[Items from a dataset]
※

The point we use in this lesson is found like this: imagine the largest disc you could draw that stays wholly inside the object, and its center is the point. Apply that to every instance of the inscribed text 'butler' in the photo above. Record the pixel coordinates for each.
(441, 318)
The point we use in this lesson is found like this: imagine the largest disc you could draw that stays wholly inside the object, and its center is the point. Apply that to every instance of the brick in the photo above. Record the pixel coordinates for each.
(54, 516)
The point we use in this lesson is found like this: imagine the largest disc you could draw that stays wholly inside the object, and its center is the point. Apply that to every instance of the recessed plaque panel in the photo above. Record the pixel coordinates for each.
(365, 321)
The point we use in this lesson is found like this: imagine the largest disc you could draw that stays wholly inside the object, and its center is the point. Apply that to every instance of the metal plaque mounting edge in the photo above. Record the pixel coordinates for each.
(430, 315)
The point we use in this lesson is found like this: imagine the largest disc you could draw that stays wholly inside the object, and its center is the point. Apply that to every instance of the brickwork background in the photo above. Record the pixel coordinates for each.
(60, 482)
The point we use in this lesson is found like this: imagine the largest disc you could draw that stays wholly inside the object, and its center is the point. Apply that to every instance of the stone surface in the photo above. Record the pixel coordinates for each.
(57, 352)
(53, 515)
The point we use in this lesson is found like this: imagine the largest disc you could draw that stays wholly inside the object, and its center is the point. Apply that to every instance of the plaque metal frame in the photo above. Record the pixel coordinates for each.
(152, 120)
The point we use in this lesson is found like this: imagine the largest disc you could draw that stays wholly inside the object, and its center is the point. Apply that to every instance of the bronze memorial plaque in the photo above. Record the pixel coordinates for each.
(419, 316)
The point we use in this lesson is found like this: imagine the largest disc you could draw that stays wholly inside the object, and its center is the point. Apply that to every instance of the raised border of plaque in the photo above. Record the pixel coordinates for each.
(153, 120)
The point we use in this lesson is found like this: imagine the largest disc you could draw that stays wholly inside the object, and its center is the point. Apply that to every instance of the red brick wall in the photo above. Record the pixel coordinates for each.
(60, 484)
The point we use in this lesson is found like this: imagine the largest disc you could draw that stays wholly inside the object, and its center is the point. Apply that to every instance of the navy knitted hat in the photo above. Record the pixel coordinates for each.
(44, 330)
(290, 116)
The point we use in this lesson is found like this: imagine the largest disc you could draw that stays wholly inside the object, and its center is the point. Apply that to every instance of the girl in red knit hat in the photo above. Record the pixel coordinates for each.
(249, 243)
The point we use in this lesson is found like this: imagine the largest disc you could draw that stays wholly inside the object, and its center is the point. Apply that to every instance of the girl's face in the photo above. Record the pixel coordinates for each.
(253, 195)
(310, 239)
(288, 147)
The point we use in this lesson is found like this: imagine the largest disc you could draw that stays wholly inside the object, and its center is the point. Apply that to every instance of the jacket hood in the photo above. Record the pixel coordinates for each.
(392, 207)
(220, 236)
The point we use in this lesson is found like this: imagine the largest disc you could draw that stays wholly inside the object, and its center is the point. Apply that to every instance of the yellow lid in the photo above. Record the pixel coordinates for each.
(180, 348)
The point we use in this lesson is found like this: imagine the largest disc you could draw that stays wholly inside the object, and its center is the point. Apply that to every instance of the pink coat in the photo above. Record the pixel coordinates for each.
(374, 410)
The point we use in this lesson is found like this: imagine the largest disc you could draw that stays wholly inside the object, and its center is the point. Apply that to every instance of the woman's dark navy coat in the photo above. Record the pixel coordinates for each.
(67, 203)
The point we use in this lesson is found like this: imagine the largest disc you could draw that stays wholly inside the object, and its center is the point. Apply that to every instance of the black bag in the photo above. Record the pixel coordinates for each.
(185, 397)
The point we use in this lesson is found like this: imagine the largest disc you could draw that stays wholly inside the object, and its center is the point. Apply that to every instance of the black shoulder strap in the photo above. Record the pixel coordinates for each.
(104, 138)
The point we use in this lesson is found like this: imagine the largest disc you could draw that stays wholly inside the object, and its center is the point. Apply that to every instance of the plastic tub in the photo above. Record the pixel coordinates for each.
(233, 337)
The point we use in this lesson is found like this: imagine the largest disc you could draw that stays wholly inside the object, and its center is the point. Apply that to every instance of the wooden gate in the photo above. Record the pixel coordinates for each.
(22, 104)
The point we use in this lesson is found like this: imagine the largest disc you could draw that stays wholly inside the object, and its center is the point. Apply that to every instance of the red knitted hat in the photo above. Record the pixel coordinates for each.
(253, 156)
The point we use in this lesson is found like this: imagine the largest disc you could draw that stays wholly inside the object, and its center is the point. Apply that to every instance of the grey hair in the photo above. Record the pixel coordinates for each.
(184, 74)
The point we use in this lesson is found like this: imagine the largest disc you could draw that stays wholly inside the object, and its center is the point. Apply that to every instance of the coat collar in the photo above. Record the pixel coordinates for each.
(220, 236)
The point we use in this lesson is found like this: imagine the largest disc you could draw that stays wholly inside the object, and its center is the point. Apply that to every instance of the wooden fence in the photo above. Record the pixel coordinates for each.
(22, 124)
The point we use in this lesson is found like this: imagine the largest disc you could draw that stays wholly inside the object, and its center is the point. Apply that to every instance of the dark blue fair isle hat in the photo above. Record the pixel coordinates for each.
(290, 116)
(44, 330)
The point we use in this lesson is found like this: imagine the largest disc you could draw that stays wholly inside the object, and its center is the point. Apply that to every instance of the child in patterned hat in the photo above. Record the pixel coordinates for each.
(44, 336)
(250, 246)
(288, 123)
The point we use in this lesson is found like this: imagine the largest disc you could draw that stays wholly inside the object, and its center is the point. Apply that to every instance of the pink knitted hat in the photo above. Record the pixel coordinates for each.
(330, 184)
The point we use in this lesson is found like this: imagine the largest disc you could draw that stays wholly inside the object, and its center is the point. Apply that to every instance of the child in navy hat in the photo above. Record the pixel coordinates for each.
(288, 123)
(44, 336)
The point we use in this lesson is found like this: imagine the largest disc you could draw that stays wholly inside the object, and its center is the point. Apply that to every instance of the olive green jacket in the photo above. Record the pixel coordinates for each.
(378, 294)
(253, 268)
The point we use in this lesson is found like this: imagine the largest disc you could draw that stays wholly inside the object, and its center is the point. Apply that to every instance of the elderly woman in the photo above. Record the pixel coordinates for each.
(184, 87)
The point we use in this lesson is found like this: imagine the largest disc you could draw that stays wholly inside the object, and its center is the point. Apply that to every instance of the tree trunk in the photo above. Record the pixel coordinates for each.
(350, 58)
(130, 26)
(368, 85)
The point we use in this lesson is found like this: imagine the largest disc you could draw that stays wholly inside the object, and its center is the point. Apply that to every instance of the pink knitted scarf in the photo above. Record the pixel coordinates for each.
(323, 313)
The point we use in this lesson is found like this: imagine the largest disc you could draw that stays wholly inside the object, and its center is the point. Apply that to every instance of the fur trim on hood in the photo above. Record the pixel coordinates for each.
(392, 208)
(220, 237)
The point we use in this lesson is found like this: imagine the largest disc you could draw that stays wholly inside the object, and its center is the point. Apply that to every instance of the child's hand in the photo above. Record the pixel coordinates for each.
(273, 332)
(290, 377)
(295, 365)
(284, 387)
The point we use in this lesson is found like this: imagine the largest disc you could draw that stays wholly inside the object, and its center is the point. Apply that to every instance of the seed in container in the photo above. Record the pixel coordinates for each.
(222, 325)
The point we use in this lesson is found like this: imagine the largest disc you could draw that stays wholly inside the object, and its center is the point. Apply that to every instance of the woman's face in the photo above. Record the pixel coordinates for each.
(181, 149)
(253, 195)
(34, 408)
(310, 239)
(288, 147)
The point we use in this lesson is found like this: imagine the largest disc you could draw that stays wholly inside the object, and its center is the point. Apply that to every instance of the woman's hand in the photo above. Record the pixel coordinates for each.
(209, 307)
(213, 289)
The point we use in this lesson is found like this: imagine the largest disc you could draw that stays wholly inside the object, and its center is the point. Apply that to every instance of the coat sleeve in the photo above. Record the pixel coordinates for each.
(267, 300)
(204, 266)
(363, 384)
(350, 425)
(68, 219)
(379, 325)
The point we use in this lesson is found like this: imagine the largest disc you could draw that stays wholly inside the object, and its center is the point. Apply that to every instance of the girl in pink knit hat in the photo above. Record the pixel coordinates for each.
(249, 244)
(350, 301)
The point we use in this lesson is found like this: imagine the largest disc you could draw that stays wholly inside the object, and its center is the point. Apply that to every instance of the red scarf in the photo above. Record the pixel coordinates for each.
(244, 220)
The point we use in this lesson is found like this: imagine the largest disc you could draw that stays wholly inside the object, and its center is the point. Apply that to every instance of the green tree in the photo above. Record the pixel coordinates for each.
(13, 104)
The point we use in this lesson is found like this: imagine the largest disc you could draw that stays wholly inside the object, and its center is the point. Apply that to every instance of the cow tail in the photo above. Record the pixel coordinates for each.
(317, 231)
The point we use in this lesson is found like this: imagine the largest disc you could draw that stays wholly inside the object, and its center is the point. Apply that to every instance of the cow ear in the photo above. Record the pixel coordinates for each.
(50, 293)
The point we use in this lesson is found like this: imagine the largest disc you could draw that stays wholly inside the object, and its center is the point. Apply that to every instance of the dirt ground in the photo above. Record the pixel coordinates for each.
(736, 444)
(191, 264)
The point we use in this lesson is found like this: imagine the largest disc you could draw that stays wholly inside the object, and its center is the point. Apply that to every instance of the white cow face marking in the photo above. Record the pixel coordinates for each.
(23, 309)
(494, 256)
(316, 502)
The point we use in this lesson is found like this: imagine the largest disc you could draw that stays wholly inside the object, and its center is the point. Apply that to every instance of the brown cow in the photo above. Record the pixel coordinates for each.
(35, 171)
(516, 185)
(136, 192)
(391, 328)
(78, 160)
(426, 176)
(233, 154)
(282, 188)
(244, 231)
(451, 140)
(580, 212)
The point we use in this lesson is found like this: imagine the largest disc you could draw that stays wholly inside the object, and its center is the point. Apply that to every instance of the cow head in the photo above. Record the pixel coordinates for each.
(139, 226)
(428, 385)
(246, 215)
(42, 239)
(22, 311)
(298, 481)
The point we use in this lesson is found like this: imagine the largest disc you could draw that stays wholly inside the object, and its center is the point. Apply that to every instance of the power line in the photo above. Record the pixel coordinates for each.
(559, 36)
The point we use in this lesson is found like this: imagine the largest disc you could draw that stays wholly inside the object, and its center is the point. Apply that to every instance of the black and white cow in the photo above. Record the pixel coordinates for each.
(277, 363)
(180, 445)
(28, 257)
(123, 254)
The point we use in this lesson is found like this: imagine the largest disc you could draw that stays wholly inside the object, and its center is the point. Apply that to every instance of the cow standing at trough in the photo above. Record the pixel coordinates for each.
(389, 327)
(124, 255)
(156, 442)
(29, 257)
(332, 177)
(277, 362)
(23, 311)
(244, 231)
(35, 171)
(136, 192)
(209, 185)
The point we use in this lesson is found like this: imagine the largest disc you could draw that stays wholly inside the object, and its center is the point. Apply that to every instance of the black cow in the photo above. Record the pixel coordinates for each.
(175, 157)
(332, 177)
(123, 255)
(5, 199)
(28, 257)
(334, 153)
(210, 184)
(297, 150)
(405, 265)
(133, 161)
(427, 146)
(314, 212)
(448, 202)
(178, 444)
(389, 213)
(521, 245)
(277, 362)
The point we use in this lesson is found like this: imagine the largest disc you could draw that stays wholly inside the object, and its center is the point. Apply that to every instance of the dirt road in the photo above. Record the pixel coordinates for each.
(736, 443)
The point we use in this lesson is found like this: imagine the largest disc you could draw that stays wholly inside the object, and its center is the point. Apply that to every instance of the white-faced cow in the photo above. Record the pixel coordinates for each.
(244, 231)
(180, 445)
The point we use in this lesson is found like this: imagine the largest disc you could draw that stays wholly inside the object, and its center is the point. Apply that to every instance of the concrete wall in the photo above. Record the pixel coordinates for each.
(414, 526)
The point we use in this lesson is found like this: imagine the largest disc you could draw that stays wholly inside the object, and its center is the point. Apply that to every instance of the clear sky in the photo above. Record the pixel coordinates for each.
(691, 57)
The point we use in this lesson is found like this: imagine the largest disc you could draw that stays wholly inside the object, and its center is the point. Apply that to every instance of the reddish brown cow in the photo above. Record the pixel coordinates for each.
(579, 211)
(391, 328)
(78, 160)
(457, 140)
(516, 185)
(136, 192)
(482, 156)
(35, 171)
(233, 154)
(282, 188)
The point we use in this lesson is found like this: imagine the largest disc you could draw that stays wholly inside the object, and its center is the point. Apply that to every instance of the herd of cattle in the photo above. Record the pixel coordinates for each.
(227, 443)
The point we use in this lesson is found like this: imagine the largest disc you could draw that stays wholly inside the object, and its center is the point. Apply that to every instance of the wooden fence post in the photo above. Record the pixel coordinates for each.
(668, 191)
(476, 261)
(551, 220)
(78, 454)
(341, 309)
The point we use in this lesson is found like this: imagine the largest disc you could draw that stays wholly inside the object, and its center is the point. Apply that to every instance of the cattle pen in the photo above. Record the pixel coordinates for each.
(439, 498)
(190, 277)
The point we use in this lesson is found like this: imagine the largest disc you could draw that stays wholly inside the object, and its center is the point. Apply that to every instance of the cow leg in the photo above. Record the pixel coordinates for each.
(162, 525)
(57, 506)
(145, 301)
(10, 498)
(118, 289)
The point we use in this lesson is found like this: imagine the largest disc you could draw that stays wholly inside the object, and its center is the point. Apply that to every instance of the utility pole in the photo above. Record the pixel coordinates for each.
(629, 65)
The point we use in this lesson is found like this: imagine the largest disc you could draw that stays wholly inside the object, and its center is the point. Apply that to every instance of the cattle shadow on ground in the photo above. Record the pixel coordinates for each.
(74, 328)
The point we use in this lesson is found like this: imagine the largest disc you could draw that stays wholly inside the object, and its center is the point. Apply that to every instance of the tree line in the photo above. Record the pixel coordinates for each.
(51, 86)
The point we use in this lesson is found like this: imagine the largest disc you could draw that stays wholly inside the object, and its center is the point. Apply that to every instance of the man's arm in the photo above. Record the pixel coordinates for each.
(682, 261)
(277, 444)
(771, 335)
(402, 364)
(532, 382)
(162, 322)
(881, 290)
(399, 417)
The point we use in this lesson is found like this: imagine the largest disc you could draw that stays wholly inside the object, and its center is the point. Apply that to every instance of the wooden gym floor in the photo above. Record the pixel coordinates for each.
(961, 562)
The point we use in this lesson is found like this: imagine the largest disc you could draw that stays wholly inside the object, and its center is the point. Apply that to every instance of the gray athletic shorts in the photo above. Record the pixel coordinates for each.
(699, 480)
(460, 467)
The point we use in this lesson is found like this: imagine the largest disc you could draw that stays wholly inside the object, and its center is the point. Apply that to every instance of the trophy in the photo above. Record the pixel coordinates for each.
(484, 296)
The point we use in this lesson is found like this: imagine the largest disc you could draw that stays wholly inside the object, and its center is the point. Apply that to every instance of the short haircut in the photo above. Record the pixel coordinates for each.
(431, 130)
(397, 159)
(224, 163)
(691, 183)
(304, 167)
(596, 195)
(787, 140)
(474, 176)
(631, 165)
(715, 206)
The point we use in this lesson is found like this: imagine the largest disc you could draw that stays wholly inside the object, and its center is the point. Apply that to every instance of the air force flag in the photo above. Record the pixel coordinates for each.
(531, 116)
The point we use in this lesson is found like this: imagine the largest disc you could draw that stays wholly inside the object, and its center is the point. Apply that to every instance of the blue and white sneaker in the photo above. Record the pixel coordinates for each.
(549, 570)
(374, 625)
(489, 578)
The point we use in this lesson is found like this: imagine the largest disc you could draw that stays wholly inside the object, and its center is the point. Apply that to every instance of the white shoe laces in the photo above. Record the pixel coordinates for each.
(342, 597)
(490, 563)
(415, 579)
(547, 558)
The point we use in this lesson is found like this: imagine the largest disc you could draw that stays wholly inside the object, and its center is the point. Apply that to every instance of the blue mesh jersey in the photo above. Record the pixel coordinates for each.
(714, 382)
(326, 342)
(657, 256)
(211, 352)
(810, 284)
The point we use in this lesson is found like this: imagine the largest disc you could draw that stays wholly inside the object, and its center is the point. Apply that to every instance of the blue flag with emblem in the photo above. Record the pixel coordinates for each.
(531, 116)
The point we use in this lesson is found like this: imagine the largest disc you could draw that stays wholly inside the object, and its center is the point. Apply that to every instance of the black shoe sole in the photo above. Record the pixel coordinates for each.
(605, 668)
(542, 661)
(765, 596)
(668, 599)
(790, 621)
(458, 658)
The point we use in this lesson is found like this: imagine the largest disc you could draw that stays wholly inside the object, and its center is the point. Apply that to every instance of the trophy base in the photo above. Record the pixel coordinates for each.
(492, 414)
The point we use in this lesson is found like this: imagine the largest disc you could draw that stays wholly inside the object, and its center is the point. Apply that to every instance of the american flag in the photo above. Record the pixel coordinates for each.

※

WHAT TO WORK ON -> Your output must contain exactly the lines from the one containing "the trophy base" to the final line of the data above, and no other text.

EXPECTED ANSWER ->
The point we use in this lesson is found like this: imagine the largest disc you could draw that stays wholly inside the object, and its center is the point. Apply that to every instance of the trophy base in the photo above. Record the pixel coordinates for each.
(492, 414)
The point we use in this lesson is found like this: imagine the largest disc you could draw that stays wholly inside the object, and its center is the point. Apply that to every instance of the american flag in the photo above. Record the pixel coordinates for each.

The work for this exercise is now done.